EXTRACTED MATERIAL:
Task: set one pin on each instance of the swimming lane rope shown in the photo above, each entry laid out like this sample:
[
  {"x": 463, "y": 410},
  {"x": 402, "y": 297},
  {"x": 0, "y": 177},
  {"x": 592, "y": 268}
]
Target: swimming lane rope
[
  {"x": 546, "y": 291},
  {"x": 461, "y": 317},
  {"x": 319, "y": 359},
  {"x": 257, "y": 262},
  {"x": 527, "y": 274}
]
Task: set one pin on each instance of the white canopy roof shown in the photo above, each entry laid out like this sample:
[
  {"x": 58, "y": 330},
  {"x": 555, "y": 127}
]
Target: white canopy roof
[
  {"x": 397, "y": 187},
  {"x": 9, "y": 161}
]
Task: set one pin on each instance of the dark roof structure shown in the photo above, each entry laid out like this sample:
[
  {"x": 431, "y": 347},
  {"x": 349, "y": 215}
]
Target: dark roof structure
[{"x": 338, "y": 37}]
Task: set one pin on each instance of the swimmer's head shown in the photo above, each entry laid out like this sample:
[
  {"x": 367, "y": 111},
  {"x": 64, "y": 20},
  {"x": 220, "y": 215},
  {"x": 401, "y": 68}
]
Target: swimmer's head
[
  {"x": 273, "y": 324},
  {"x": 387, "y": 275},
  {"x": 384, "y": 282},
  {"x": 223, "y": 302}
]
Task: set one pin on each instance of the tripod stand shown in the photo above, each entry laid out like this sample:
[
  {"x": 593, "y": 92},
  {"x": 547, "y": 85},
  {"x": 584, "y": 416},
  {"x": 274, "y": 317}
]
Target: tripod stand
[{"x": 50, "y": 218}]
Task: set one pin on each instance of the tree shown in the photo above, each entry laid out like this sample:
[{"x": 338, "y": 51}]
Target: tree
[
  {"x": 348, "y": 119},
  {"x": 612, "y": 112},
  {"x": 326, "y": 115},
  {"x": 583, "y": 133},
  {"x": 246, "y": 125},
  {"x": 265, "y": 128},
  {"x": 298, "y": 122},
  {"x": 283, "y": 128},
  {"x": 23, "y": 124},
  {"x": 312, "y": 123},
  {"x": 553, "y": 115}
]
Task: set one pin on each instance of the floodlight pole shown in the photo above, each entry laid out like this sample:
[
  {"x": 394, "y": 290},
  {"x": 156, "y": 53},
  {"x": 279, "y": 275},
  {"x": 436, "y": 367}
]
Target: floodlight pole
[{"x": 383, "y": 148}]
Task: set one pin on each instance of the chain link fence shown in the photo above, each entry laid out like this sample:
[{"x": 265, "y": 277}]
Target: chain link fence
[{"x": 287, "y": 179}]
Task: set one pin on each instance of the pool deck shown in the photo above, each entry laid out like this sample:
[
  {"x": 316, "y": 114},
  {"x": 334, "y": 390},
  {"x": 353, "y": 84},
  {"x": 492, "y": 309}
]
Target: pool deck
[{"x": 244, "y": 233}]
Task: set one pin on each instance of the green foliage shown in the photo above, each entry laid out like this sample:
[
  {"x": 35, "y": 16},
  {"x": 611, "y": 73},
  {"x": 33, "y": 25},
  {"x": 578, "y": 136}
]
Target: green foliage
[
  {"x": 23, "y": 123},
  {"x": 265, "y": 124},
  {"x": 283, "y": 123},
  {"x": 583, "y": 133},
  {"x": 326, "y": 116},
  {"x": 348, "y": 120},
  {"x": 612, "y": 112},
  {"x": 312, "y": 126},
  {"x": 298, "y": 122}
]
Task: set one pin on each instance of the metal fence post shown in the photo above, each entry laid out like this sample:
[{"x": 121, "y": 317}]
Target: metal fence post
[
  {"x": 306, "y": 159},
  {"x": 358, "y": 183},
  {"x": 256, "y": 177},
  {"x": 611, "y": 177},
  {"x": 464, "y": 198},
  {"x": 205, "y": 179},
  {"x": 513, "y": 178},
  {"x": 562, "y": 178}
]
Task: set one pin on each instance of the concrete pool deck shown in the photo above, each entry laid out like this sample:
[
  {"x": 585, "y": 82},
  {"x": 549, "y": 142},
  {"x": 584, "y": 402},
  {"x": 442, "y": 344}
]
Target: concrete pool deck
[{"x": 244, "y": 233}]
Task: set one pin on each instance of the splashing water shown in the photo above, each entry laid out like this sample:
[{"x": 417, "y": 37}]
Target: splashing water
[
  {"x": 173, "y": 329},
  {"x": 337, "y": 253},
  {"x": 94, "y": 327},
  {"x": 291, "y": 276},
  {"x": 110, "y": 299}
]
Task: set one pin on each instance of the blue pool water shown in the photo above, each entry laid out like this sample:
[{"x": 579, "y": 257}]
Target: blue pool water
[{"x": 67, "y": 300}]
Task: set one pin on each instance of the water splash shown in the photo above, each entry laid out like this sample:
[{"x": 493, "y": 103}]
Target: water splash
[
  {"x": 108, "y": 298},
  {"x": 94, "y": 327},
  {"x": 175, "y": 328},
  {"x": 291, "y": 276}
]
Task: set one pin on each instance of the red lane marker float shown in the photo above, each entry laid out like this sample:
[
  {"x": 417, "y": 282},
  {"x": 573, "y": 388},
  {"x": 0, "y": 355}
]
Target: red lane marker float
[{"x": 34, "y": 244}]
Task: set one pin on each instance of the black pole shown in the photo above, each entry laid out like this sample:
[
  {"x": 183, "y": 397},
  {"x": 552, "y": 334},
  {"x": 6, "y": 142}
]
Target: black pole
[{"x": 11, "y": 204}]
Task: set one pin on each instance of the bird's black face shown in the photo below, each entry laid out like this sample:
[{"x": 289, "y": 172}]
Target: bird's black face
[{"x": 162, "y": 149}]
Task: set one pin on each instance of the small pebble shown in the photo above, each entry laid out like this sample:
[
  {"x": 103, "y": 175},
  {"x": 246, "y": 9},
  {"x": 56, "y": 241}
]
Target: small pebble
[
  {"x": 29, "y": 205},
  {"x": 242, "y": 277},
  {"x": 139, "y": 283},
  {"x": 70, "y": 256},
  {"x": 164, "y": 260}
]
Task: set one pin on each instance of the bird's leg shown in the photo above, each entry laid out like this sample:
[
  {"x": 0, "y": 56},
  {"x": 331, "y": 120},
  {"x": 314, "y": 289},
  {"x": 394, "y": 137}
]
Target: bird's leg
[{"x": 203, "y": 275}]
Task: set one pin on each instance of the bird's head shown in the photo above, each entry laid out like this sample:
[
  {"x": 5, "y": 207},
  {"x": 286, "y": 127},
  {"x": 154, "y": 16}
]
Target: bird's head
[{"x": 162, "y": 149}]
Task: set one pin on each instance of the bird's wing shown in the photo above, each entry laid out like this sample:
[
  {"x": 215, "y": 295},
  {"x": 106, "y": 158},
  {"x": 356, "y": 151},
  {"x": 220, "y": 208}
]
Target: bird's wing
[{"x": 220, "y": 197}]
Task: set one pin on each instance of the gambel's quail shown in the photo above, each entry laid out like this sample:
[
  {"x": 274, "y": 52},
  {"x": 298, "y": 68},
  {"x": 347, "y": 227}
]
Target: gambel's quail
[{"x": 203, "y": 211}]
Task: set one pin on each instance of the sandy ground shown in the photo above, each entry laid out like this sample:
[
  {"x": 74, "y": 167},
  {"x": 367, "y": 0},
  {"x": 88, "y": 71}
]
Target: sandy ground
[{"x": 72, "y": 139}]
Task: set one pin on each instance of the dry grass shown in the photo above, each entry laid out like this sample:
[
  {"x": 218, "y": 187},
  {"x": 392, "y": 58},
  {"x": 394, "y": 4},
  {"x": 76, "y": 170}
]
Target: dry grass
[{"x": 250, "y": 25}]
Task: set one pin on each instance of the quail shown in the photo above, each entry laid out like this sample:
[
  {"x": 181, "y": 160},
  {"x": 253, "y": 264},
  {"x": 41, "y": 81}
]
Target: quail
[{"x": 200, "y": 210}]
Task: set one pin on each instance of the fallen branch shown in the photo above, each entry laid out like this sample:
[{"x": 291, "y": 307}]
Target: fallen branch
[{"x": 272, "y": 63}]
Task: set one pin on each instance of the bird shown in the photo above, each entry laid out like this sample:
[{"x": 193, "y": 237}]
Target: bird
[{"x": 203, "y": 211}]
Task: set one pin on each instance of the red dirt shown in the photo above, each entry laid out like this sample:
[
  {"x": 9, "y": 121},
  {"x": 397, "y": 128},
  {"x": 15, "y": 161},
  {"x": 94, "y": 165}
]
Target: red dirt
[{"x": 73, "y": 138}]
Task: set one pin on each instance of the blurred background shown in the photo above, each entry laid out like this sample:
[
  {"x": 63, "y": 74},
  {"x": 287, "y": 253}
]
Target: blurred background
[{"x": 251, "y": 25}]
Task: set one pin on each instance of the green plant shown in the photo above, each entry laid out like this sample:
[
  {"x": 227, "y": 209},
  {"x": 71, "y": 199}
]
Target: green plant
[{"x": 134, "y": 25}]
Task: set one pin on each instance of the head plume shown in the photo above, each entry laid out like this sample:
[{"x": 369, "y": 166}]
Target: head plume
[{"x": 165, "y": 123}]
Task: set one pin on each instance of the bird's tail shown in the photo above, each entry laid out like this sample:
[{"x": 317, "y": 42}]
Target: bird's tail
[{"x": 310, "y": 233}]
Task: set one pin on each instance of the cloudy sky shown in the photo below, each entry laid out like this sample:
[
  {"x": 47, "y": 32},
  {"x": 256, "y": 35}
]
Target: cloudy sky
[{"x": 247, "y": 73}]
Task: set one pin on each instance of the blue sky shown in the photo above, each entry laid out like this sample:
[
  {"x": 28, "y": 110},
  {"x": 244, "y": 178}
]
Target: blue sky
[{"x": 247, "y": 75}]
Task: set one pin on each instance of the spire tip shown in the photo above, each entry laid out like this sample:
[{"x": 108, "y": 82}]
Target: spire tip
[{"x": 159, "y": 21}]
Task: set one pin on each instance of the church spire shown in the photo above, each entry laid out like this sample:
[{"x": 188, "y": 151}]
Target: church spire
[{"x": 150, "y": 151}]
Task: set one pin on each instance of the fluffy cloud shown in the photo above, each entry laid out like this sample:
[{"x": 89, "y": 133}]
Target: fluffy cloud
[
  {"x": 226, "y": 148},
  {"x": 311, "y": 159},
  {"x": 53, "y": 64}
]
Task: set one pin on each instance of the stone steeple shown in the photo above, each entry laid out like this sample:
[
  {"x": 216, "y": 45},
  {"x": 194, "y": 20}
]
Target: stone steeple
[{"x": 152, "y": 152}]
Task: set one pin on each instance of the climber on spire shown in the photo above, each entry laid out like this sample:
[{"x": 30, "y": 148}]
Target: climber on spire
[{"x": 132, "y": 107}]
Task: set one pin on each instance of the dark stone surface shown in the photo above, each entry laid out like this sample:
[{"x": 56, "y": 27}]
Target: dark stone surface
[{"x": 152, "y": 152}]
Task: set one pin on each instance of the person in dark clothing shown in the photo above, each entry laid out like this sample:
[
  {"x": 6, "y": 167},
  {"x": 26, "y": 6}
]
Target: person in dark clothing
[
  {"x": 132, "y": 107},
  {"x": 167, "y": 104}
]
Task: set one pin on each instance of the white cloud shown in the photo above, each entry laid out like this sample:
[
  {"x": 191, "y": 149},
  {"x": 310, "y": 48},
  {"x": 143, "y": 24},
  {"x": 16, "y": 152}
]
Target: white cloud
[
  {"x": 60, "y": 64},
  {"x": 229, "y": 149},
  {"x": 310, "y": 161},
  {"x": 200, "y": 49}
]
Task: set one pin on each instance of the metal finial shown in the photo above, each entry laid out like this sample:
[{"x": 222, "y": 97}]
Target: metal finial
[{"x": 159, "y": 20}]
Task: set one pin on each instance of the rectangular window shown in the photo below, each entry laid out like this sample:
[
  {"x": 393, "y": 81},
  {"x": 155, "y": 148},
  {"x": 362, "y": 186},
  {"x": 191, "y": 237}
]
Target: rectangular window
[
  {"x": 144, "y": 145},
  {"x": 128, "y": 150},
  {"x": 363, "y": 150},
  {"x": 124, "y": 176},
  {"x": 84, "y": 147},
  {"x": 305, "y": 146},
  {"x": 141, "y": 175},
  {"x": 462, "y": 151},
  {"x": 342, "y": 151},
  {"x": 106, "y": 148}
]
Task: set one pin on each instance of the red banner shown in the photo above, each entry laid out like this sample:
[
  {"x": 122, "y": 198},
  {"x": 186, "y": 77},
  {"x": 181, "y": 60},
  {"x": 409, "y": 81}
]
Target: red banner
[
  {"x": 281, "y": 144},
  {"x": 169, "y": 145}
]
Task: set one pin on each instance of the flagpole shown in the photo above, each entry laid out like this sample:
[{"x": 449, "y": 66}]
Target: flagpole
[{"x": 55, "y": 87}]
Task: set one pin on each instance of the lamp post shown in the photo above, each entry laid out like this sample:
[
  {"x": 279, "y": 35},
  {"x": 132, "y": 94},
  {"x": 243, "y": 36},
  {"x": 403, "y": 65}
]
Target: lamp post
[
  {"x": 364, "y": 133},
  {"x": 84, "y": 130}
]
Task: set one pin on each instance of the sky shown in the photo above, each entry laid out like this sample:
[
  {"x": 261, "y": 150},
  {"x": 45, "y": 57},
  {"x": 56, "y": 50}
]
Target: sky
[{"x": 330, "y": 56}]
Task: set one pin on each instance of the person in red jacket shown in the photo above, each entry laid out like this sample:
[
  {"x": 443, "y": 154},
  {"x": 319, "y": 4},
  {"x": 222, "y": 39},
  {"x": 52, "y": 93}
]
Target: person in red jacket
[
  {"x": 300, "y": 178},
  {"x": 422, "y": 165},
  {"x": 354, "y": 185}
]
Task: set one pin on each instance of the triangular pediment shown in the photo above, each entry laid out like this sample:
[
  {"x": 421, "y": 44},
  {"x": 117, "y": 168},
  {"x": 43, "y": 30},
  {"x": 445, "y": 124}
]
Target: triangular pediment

STATED PROBLEM: Exactly as written, give the line containing "Task: set one pin on each instance of the red banner" and all remaining lines of the records.

SOLUTION TO THIS TASK:
Task: set one pin on each instance of the red banner shown in the photo above, each entry laid out like this sample:
[
  {"x": 122, "y": 198},
  {"x": 186, "y": 77},
  {"x": 181, "y": 60},
  {"x": 409, "y": 81}
]
Target: red banner
[
  {"x": 281, "y": 144},
  {"x": 169, "y": 145}
]
Task: set one pin on each instance of the flagpole shown in the photo above, each entry laid out like this sample:
[{"x": 449, "y": 66}]
Target: flagpole
[{"x": 55, "y": 87}]
Task: set one pin on each instance of the lamp post shown in the photo above, each entry laid out like this sample:
[
  {"x": 279, "y": 35},
  {"x": 132, "y": 94},
  {"x": 243, "y": 36},
  {"x": 403, "y": 65}
]
Target: lamp post
[
  {"x": 364, "y": 133},
  {"x": 84, "y": 130}
]
Task: set one pin on each instance of the sky shown in the photo above, each entry laid out like this sample:
[
  {"x": 261, "y": 150},
  {"x": 45, "y": 57},
  {"x": 56, "y": 50}
]
Target: sky
[{"x": 330, "y": 56}]
Task: set one pin on each instance of the person in red jacket shown in the photo above, each entry laid out like this sample:
[
  {"x": 443, "y": 154},
  {"x": 319, "y": 4},
  {"x": 222, "y": 39},
  {"x": 52, "y": 93}
]
Target: person in red jacket
[
  {"x": 300, "y": 178},
  {"x": 422, "y": 165},
  {"x": 354, "y": 185}
]
Task: set one pin on each instance of the triangular pediment shown in the photo above, each entry laid out like this sample:
[
  {"x": 421, "y": 44},
  {"x": 117, "y": 168},
  {"x": 43, "y": 30},
  {"x": 445, "y": 124}
]
Target: triangular pediment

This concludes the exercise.